--- WORK TO COMPLETE ---
Look through the records, and whenever a line includes the word "negative", copy it.

(Items from a data source)
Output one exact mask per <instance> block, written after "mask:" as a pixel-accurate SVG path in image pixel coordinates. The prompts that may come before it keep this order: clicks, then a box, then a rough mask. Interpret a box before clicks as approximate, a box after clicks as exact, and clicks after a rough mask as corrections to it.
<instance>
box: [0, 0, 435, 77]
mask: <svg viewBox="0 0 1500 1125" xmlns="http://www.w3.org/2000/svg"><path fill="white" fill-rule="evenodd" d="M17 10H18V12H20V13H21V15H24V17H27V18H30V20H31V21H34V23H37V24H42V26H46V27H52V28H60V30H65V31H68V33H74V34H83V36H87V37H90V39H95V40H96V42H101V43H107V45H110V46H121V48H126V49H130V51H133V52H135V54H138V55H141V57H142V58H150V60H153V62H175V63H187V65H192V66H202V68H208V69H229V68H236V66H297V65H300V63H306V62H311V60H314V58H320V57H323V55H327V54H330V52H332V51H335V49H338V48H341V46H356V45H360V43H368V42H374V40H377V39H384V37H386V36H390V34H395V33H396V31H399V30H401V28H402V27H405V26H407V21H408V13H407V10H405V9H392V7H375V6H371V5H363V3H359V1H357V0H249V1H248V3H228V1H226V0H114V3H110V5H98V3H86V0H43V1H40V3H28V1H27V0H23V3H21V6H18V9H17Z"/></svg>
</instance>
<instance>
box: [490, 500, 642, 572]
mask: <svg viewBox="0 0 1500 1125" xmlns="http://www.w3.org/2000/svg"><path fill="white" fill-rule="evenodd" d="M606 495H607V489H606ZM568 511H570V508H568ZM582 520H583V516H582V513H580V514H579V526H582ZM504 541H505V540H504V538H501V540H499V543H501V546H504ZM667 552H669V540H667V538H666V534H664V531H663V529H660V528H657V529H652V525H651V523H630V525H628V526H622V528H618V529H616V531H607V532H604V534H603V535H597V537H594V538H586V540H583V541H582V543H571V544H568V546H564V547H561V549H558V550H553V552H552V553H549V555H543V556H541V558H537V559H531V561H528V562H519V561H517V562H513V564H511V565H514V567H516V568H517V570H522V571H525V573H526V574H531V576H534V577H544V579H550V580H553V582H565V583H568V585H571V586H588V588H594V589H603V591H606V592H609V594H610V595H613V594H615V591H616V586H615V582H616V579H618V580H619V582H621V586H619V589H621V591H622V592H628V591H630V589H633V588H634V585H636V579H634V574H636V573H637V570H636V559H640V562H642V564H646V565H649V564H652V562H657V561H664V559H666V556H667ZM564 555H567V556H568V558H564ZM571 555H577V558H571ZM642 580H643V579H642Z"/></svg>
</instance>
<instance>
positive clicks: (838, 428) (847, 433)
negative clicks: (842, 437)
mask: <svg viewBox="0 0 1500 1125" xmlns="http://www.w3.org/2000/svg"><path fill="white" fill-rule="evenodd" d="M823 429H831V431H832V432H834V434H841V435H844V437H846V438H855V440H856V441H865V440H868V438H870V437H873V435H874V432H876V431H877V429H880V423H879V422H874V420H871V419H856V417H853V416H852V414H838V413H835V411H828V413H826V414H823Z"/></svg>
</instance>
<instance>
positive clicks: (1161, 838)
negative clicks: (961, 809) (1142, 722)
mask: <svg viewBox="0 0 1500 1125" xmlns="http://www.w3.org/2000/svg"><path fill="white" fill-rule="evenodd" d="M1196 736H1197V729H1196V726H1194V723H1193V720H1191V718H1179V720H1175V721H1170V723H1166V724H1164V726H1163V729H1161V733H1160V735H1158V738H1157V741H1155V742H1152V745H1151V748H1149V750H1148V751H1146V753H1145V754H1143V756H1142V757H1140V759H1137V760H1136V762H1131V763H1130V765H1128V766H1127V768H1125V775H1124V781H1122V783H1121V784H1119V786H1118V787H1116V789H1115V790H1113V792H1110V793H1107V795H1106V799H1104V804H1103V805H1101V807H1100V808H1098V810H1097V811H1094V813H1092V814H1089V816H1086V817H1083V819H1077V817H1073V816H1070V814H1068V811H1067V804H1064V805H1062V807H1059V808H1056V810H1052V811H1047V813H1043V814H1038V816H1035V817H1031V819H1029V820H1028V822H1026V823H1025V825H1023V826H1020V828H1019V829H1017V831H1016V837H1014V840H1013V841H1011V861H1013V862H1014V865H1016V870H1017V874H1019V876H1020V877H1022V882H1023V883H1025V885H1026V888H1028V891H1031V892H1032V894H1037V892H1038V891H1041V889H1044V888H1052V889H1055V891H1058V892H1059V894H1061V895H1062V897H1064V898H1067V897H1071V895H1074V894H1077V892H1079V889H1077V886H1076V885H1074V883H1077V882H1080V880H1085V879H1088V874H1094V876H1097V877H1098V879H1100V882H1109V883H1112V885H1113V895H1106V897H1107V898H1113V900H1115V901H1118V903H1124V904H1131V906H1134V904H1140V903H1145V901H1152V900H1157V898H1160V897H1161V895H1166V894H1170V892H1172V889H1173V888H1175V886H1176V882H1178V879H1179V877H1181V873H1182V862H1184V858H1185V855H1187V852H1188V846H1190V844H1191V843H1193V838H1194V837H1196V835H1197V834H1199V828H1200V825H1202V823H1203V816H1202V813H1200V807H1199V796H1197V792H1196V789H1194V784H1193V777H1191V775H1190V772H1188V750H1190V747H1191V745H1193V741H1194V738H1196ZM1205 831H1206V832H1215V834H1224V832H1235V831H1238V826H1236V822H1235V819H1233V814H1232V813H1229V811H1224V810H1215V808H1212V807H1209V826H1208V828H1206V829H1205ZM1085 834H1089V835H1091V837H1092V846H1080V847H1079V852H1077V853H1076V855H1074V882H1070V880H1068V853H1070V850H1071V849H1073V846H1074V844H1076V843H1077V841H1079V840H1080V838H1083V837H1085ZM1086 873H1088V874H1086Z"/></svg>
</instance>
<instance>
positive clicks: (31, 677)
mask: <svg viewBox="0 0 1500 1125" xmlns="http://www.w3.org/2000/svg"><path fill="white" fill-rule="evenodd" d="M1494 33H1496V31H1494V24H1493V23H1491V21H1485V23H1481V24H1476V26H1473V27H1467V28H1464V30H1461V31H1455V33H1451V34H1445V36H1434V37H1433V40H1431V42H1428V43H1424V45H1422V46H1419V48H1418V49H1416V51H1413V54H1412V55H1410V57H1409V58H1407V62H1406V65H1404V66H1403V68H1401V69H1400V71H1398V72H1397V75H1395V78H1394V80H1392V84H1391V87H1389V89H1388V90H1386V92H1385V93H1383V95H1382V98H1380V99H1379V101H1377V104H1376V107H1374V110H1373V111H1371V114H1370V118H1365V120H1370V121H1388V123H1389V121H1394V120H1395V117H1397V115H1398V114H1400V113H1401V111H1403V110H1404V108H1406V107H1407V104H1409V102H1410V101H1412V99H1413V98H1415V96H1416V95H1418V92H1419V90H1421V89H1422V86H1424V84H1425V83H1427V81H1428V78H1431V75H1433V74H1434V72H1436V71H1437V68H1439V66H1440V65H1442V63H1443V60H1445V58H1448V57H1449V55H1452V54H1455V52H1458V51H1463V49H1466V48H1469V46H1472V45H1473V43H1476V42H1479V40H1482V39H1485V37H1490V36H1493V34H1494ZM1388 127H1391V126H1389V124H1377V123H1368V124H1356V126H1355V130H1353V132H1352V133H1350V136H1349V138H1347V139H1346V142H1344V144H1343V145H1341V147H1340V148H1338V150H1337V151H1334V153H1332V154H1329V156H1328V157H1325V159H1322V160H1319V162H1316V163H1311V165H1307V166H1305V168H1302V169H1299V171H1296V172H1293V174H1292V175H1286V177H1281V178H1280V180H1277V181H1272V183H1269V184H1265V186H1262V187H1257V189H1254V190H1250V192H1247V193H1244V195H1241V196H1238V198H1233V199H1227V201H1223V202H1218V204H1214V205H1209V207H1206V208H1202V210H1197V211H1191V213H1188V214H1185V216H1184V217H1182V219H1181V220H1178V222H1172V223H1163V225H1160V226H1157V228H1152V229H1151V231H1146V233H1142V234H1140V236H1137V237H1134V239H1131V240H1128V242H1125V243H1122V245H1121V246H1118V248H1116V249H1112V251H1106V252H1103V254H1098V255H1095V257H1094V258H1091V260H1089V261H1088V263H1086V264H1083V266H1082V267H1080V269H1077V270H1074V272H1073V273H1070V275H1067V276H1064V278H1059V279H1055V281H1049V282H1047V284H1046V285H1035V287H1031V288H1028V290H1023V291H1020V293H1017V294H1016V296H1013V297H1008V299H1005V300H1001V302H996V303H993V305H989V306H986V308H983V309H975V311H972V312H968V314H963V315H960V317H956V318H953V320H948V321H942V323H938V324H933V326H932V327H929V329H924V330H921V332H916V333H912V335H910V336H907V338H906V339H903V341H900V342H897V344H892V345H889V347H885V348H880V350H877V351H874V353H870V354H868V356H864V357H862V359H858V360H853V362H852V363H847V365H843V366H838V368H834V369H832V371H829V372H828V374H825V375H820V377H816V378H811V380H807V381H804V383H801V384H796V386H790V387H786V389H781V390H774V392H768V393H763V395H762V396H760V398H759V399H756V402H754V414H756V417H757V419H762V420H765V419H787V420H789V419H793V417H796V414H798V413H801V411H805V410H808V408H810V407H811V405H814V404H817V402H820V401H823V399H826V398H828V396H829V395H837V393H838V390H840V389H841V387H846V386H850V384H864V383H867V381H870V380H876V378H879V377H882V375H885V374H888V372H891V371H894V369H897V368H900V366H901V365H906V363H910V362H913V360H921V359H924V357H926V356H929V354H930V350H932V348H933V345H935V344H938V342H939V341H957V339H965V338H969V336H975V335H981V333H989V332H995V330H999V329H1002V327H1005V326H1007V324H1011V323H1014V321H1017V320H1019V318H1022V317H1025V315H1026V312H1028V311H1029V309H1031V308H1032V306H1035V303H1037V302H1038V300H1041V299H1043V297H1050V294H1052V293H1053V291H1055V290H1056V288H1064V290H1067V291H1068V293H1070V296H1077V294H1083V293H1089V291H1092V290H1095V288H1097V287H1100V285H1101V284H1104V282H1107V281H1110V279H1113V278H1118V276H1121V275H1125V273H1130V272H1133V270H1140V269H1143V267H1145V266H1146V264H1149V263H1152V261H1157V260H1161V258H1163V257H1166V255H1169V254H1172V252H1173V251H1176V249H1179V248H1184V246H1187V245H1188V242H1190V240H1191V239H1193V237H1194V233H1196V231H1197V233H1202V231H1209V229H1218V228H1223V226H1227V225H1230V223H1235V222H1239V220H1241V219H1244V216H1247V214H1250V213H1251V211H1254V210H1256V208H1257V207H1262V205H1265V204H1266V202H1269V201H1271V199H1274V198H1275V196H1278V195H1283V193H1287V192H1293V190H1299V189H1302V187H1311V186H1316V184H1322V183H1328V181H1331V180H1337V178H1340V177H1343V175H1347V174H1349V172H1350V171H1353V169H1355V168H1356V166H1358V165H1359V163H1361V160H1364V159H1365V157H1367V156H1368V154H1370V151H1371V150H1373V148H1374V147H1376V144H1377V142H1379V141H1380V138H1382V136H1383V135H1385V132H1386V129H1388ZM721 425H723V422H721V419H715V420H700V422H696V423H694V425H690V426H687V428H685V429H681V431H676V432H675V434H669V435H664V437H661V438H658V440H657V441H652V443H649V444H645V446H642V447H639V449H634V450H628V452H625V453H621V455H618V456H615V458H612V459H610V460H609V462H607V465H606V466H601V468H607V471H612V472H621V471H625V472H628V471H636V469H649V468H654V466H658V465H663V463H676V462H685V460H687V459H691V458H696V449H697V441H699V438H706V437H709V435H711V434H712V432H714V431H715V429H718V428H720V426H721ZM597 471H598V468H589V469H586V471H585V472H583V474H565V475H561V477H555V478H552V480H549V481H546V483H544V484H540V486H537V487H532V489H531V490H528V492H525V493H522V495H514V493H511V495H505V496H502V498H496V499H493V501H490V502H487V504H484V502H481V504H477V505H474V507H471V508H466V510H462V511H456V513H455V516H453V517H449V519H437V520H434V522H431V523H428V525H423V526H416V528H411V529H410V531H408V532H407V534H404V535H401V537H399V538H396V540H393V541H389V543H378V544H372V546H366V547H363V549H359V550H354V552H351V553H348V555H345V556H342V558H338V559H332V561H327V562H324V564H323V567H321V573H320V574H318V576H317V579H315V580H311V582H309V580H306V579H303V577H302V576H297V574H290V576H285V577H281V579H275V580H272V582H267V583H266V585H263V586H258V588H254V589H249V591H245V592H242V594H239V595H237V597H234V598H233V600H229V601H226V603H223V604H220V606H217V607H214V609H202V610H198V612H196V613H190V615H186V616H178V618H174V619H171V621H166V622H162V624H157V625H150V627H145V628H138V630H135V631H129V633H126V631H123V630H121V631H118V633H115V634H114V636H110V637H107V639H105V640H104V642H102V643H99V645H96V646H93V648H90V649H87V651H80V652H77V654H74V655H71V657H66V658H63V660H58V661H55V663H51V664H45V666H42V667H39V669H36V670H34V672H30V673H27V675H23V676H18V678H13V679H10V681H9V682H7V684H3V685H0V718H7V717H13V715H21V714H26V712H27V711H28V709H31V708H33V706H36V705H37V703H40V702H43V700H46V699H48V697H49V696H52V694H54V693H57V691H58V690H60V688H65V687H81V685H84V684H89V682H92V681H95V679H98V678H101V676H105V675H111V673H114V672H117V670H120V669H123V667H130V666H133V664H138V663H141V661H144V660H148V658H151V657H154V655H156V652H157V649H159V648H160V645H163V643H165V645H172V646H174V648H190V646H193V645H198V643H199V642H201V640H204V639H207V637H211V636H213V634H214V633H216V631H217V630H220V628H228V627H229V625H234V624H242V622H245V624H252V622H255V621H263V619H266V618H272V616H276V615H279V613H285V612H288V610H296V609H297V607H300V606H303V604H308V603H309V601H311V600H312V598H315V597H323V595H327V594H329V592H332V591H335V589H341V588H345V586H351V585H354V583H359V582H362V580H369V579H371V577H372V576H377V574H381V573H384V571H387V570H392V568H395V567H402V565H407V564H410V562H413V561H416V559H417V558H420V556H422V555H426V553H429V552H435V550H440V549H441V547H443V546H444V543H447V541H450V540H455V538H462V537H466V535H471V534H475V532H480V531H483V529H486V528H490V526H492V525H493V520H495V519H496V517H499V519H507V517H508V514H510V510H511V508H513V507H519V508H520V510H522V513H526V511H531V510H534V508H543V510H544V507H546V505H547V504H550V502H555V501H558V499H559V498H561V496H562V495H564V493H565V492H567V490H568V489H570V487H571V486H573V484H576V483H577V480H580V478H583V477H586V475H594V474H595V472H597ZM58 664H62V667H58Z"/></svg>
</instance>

--- EXPECTED ANSWER ---
negative clicks: (842, 437)
negative clicks: (961, 809) (1142, 722)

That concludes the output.